◆ WHAT YOU NEED TO DO
**A)** Decide whether each statement agrees with the passage on Isidro Gomá y Tomás, answering yes or no and quoting the deciding words of the passage: (i) Gomá was ordained a priest in Tarragona. (ii) Gomá was educated only at the Seminary of Tarragona. (iii) Gomá grew up in a Catholic family.
**B)** Carry on the passage on Isidro Gomá y Tomás from the point where it stops.

◆ READING PASSAGE
Gomá was an integrista in the technical sense in believing in the necessity of a confessional state that imposes upon all its subjects the profession and practice of the Roman Catholic religion and prohibits all others.

At the end of the war, he wrote; "The Church has applied the full weight of her prestige, which has been placed at the service of truth and justice, to bring about the triumph of the National Cause."

== Early life ==
Isidro Gomá y Tomás was born in the town of La Riba, Spain, and grew up in a Catholic family. He was educated at the Seminary of Tarragona and the Seminary of Valencia.

==Priesthood==
Isidro Gomá y Tomas was ordained as priest on 8 June 1895 in Tarragona at the age of 26. He quickly gained recognition for his theological skills and devotion to his faith. He did pastoral work in the Archdiocese of Tarragona until 1897 and then worked as a faculty member of the Pontifical Seminary of Tarragona from 1897 to 1899, where he taught philosophy and theology. Gomá was a parish priest in his home community and ran a ministry there that was focused on the traditional values of the Catholic Church. He served as its rector until 1906.

◆ STORED DATA
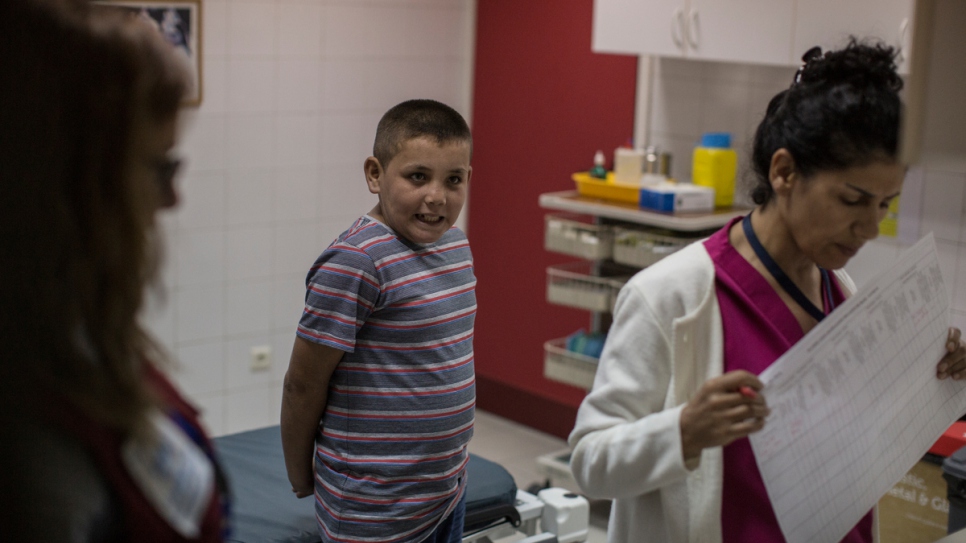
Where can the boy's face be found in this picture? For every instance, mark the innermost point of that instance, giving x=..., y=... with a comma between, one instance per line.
x=422, y=189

◆ ANSWERS
**A)**
(i) Yes: "was ordained as priest on 8 June 1895 in Tarragona at the age of 26"
(ii) No: "He was educated at the Seminary of Tarragona and the Seminary of Valencia."
(iii) Yes: "grew up in a Catholic family"

**B)**
He worked in the diocesan curia until 1927. Throughout his priesthood, Gomá was heavily influenced by the teachings of Popes Pius X and Pope Pius XI, who stressed the importance of a strong moral foundation and the good it can bring to society. Gomá's devotion to his faith and commitment to his spirituality led him to his later success. His priesthood was the stepping stone to his final position as archbishop and shaped his approach to his leadership in later life, when he became one of the time's most memorable bishops.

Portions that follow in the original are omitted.